§ **PAGE**
▬▬▬▬▬▬

This diverse recording shifts from the retro-styled, gospel inflected, hip-shaking party tune “Rosetta,” about her idol Sister Rosetta Tharpe (“I’d like to follow in her footsteps… She’s carried the torch so I can see a little bit better”) to the funky fun of “Shoulda Known Better” (tearing it up on honking tenor sax) and gets good and greasy for the swaggering title cut.

There are more slippery grooves on the opening “Elbow Grease” where trumpeter Doug Woolverton solos, grabbing some Tower of Power vibe as Collier multi-tracks her own blustery chorus singing “Put some stank on it.”

That she does.

We get a breather midway through the eight tunes as Collier displays her softer, soulful side on “Wild as a Rainstorm.” The lyrics of personal empowerment refer to the album’s title as she sings to a friend, and/or the listener “I’ve learned to stay strong/When they say that I can’t or I won’t succeed/‘Cause what do they know?” with the assurance and confidence of one who has been there and successfully emerged out the other side. The R&B vibe highlights how powerful and distinctive a vocalist she is, an ability that gets a little lost on the predominantly upbeat program.

▬▬▬▬▬▬

§ **DO THIS**
In the album review, which musician takes a solo on "Elbow Grease"? The data after this review comes from a separate source.

§ **RECORDED INFORMATION**
▬▬▬▬▬▬

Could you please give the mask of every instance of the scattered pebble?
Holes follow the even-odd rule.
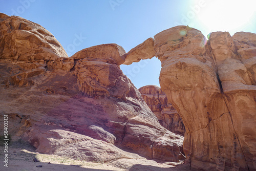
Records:
[[[35,158],[34,159],[33,159],[33,161],[34,161],[34,162],[40,162],[38,160],[37,160],[37,158]]]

▬▬▬▬▬▬

§ **SOLUTION FOR THIS TASK**
Trumpeter Doug Woolverton.